◆ WORK INSTRUCTIONS ◆
Copy each record exactly as it reads, leaving out any pictures it holds.

◆ DATASET ENTRIES ◆
★ ★ ★ ★ ★

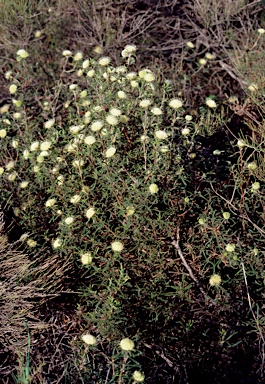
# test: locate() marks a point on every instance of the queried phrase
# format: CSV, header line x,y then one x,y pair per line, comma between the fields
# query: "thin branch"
x,y
175,243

★ ★ ★ ★ ★

◆ TASK RESPONSE ◆
# test: locate() marks a point on every instance of the queried phrase
# format: CSV, header line x,y then one x,y pair per line, comma between the fields
# query: "thin branch"
x,y
175,243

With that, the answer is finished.